(Part of a data file)

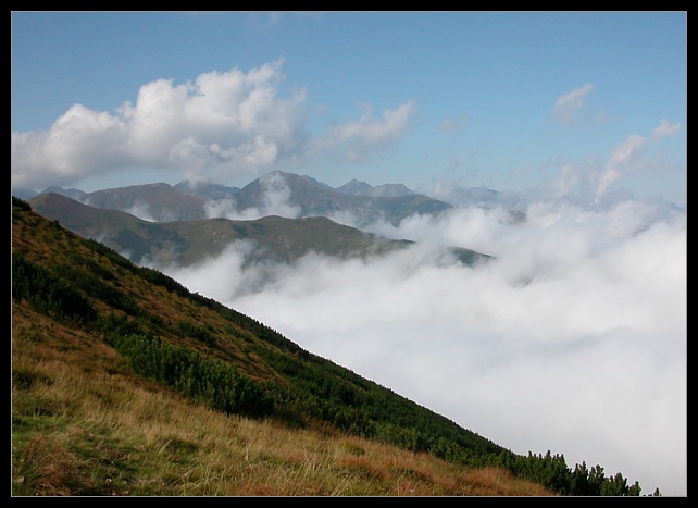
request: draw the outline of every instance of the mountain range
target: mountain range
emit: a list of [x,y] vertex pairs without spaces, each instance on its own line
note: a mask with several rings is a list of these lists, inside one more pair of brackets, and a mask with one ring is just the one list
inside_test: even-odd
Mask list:
[[[336,189],[310,176],[274,171],[242,188],[208,182],[182,182],[134,185],[94,193],[49,187],[96,208],[121,210],[153,222],[205,219],[215,215],[290,218],[332,216],[351,213],[359,223],[376,220],[399,221],[414,213],[439,213],[452,205],[423,194],[412,193],[402,184],[372,187],[352,181]],[[286,213],[279,213],[283,209]]]
[[[247,240],[245,263],[292,262],[309,252],[337,258],[381,255],[413,245],[404,239],[386,239],[356,227],[338,224],[324,214],[359,213],[369,216],[409,216],[439,213],[449,206],[423,195],[404,194],[404,186],[382,186],[396,196],[364,196],[377,187],[352,183],[344,191],[333,190],[310,177],[271,173],[242,189],[212,184],[182,183],[138,185],[85,194],[52,188],[28,200],[48,219],[85,238],[96,238],[136,263],[188,267],[220,256],[237,240]],[[357,188],[354,188],[357,187]],[[390,190],[392,189],[392,190]],[[353,193],[353,194],[347,194]],[[376,194],[376,193],[373,193]],[[397,196],[401,194],[400,196]],[[266,214],[270,201],[284,198],[284,207],[299,218]],[[270,197],[272,196],[272,197]],[[207,208],[230,207],[258,210],[259,219],[205,219]],[[279,205],[279,201],[276,201]],[[151,220],[146,220],[149,216]],[[157,219],[157,220],[155,220]],[[490,257],[462,246],[440,249],[464,264]]]
[[12,492],[640,488],[549,451],[513,454],[13,197]]

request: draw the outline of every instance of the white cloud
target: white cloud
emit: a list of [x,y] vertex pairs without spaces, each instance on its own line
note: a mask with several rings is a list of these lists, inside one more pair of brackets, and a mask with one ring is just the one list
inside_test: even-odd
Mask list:
[[[516,453],[563,454],[686,494],[686,214],[532,202],[413,216],[386,258],[242,271],[232,251],[183,284]],[[438,260],[458,245],[497,257]],[[438,260],[438,261],[437,261]]]
[[621,143],[611,156],[602,171],[596,173],[597,178],[595,198],[603,196],[611,184],[621,178],[627,172],[641,171],[651,168],[651,161],[646,156],[646,149],[652,143],[660,141],[662,138],[675,134],[680,129],[680,124],[670,124],[662,120],[659,126],[652,129],[651,137],[644,137],[639,134],[631,134]]
[[134,168],[227,182],[292,166],[337,146],[347,158],[364,160],[367,151],[404,135],[412,102],[386,110],[382,119],[366,112],[312,139],[306,90],[279,96],[282,65],[279,60],[247,73],[213,71],[179,85],[157,79],[113,114],[75,104],[48,131],[12,133],[12,186],[42,189]]
[[594,89],[594,85],[587,83],[581,88],[575,88],[569,94],[560,97],[552,110],[553,115],[562,123],[570,123],[574,113],[584,106],[584,98]]

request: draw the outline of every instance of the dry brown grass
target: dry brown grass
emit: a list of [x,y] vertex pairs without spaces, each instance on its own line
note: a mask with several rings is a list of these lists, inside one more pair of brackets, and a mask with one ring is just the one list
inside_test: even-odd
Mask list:
[[87,335],[34,319],[13,309],[13,495],[550,495],[501,470],[226,417],[134,377]]

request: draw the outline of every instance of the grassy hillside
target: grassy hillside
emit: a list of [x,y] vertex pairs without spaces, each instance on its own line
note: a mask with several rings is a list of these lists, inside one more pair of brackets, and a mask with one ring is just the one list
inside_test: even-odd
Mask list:
[[13,198],[13,495],[546,495],[571,474]]
[[[142,263],[191,265],[219,256],[237,240],[252,249],[246,261],[292,262],[313,251],[348,258],[386,252],[411,241],[388,240],[370,233],[337,224],[323,216],[286,219],[265,216],[252,221],[207,219],[175,222],[148,222],[119,210],[89,207],[54,193],[43,193],[28,201],[43,216],[59,221],[84,238],[96,238],[117,252]],[[465,264],[489,257],[463,248],[451,253]]]

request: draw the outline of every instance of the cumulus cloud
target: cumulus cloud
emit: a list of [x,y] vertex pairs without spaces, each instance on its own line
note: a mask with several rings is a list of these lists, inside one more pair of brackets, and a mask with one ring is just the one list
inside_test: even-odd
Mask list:
[[[192,290],[513,451],[686,494],[686,213],[535,201],[415,215],[387,257],[165,269]],[[469,268],[439,246],[496,257]]]
[[282,97],[282,66],[278,60],[247,73],[213,71],[183,84],[157,79],[114,113],[74,104],[48,131],[12,133],[12,186],[46,188],[129,168],[227,182],[292,166],[339,145],[360,161],[404,135],[411,101],[382,119],[366,112],[311,138],[306,90]]
[[602,171],[595,174],[595,198],[598,199],[604,195],[611,184],[621,178],[625,172],[646,168],[648,165],[645,156],[646,148],[665,136],[677,133],[680,128],[680,124],[671,124],[666,120],[662,120],[659,126],[652,129],[651,137],[631,134],[615,147]]
[[554,104],[552,113],[562,123],[570,123],[574,113],[584,106],[585,97],[594,89],[594,85],[587,83],[581,88],[575,88],[569,94],[560,97]]

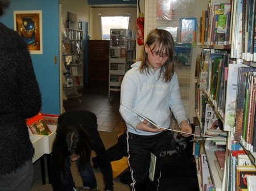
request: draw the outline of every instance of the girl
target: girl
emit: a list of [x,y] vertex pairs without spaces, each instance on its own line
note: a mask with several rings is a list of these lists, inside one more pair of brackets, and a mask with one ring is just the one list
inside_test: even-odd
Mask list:
[[[142,58],[125,75],[121,103],[166,129],[170,126],[172,112],[181,131],[191,133],[174,71],[174,40],[168,31],[158,29],[150,31]],[[172,134],[164,129],[148,126],[148,121],[142,121],[123,104],[119,111],[127,127],[132,190],[156,191],[161,176],[161,162],[166,155]],[[149,179],[151,154],[156,159],[152,180]]]

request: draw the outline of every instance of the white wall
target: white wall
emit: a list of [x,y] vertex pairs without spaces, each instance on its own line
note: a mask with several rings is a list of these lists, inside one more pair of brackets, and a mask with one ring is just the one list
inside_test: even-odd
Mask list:
[[[68,20],[68,11],[75,13],[77,16],[77,22],[79,20],[89,22],[89,8],[87,1],[85,0],[60,0],[62,4],[62,19],[63,24]],[[76,25],[78,29],[78,24]]]
[[[182,17],[196,17],[197,23],[202,10],[206,9],[208,1],[187,0],[180,1],[179,9],[176,10],[177,18],[174,20],[156,19],[156,1],[144,0],[145,10],[145,38],[148,32],[158,27],[180,27],[179,18]],[[188,117],[192,120],[195,116],[195,67],[197,54],[200,53],[199,47],[193,48],[192,50],[192,63],[190,67],[183,66],[176,68],[180,82],[180,91],[185,108]]]
[[[101,15],[104,16],[127,16],[126,12],[130,14],[129,29],[136,29],[136,7],[92,7],[90,9],[90,40],[101,40]],[[99,15],[101,14],[101,15]]]

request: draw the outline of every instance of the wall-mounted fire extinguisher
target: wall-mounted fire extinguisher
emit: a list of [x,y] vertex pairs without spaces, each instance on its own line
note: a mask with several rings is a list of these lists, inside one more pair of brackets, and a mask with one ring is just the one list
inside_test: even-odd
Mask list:
[[139,46],[144,45],[144,14],[141,12],[139,0],[138,1],[139,15],[137,19],[137,43]]

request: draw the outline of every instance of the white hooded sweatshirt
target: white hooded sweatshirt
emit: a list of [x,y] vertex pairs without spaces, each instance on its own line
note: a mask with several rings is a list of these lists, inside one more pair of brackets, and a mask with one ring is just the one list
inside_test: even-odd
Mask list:
[[[178,124],[188,120],[181,98],[180,87],[176,73],[168,83],[159,78],[160,68],[150,75],[140,73],[141,62],[131,65],[125,74],[121,84],[121,103],[151,119],[159,126],[169,128],[170,109]],[[163,75],[163,74],[162,74]],[[137,115],[122,104],[119,108],[122,117],[129,132],[142,135],[155,135],[159,133],[147,132],[136,128],[142,121]]]

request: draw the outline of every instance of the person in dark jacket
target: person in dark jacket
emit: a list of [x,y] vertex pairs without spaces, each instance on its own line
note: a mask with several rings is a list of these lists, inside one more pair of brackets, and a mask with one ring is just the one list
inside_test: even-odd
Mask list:
[[97,127],[97,117],[89,111],[73,110],[59,116],[52,156],[51,180],[54,191],[71,191],[75,188],[71,162],[77,162],[84,186],[97,188],[90,164],[91,150],[95,151],[99,160],[105,190],[113,190],[112,168]]
[[[0,16],[10,2],[0,0]],[[27,44],[0,22],[0,190],[28,191],[34,149],[26,120],[37,114],[41,94]]]

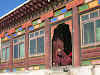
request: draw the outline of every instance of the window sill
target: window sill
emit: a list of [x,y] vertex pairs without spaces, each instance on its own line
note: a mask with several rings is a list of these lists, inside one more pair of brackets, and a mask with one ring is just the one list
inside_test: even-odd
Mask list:
[[16,58],[16,59],[13,59],[14,62],[19,62],[19,61],[23,61],[25,58]]
[[94,44],[87,44],[87,45],[83,45],[81,46],[81,49],[85,49],[85,48],[94,48],[94,47],[100,47],[100,42],[96,42]]
[[41,56],[44,56],[44,53],[42,53],[42,54],[36,54],[36,55],[30,55],[29,57],[41,57]]

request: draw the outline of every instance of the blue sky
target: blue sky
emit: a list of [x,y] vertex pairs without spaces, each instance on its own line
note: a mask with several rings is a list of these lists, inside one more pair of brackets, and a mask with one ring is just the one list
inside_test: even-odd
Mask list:
[[26,0],[0,0],[0,17],[13,10]]

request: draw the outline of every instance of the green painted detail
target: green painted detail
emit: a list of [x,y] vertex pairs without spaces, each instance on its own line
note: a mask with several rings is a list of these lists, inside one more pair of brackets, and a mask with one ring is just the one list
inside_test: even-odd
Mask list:
[[25,32],[25,30],[22,30],[22,32],[24,33],[24,32]]
[[2,38],[1,40],[4,40],[4,38]]
[[33,21],[32,24],[33,25],[37,25],[38,24],[37,20],[36,21]]
[[40,27],[44,26],[44,24],[45,24],[44,22],[43,23],[40,23]]
[[68,12],[66,12],[65,14],[64,14],[64,18],[65,17],[68,17],[68,16],[71,16],[72,15],[72,11],[68,11]]
[[23,68],[16,68],[16,71],[21,71]]
[[0,70],[0,73],[4,72],[4,70]]
[[100,41],[100,28],[96,28],[96,41]]
[[89,8],[88,4],[84,4],[84,5],[82,5],[82,6],[79,7],[79,11],[81,12],[81,11],[84,11],[84,10],[86,10],[88,8]]
[[58,11],[56,11],[55,13],[54,13],[54,16],[58,16],[58,15],[60,15],[62,12],[60,11],[60,10],[58,10]]
[[16,32],[18,32],[19,30],[18,29],[16,29]]
[[40,65],[40,69],[45,69],[45,65]]
[[91,62],[90,61],[82,61],[82,63],[81,63],[82,65],[90,65],[91,64]]

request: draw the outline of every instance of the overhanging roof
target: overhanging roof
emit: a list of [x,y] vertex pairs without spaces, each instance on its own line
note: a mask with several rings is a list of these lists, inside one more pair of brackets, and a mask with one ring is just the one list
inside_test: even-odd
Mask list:
[[27,0],[20,6],[14,8],[9,13],[5,14],[4,16],[0,17],[0,29],[3,29],[2,27],[11,26],[12,22],[15,22],[17,20],[20,20],[20,18],[23,18],[23,16],[27,16],[28,14],[31,14],[33,12],[39,11],[41,8],[47,7],[51,2],[57,1],[57,0]]

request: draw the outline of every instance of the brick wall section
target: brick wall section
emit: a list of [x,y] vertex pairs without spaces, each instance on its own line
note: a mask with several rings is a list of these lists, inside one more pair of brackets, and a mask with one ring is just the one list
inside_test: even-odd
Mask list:
[[26,28],[25,33],[25,68],[28,70],[28,49],[29,49],[29,37],[28,37],[28,28]]
[[45,20],[45,64],[46,69],[49,69],[51,67],[51,41],[50,41],[50,25],[49,25],[49,19]]
[[80,25],[78,8],[73,8],[73,65],[75,67],[80,66]]
[[13,39],[10,40],[10,57],[9,57],[9,69],[13,71]]

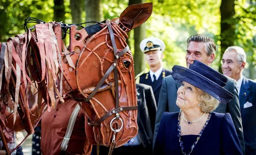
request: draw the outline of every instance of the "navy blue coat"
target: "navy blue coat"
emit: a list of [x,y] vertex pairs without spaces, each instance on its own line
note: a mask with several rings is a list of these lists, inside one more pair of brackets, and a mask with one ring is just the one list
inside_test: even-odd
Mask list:
[[[178,114],[178,112],[165,112],[163,114],[155,139],[154,155],[183,155],[177,136]],[[242,154],[230,114],[213,112],[191,155]]]
[[[256,82],[255,80],[243,77],[239,93],[239,103],[246,154],[256,155]],[[244,106],[246,108],[244,108]]]
[[[149,75],[149,72],[145,73],[141,75],[139,77],[139,83],[142,83],[147,85],[149,85],[152,87],[153,89],[153,92],[155,99],[155,102],[157,106],[158,103],[158,98],[159,98],[159,93],[161,89],[161,86],[162,86],[162,81],[163,78],[166,76],[170,75],[171,74],[171,71],[166,70],[164,68],[163,69],[163,71],[160,76],[158,78],[155,83],[152,82],[151,77]],[[164,73],[163,74],[163,73]]]

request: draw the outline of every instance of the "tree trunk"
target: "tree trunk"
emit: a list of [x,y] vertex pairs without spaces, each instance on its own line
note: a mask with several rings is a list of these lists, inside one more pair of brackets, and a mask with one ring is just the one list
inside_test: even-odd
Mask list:
[[[131,5],[145,2],[145,0],[129,0]],[[139,48],[139,44],[146,37],[145,25],[143,24],[134,29],[134,70],[136,76],[145,69],[144,54]]]
[[79,24],[82,23],[82,7],[84,5],[84,0],[70,1],[70,9],[72,16],[72,23]]
[[64,0],[54,0],[53,20],[56,22],[65,22],[65,6]]
[[[85,22],[101,22],[102,12],[100,0],[85,0]],[[87,26],[95,23],[88,23]]]
[[[234,45],[236,36],[235,34],[235,0],[222,0],[220,7],[221,14],[220,41],[221,51],[220,59],[225,50],[229,47]],[[219,64],[219,71],[222,73],[221,65]]]

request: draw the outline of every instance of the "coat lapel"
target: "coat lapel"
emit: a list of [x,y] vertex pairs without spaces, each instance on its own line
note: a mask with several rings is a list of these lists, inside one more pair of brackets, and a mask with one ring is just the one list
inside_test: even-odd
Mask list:
[[141,92],[138,87],[136,87],[137,92],[137,103],[138,104],[138,115],[137,116],[137,123],[139,124],[139,111],[141,106]]
[[248,97],[248,95],[250,93],[249,88],[250,86],[248,80],[244,77],[239,93],[239,103],[240,103],[240,110],[241,111],[244,108],[244,104],[245,103]]

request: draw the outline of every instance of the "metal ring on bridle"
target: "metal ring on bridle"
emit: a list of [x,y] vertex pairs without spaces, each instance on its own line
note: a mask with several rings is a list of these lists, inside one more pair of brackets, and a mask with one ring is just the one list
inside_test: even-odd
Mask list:
[[110,128],[111,128],[111,129],[114,132],[118,132],[120,131],[121,130],[121,129],[122,129],[122,128],[123,128],[123,120],[122,120],[122,118],[120,118],[118,120],[120,120],[120,121],[121,121],[121,127],[118,129],[114,129],[112,127],[112,123],[113,123],[113,121],[116,119],[117,119],[117,118],[115,117],[112,119],[112,120],[111,120],[111,122],[110,122]]

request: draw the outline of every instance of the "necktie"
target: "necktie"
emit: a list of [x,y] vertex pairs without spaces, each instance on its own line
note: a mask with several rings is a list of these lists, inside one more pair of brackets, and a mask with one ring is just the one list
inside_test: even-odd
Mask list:
[[155,83],[155,81],[156,81],[156,77],[155,77],[155,75],[154,74],[153,75],[153,78],[154,78],[154,79],[153,80],[153,83]]

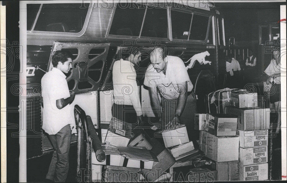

* [What the task requires]
Collect every line in the entries above that includes the word "brown", paying attention to case.

* [Answer]
request: draw the outline of every instance of the dry brown grass
target: dry brown grass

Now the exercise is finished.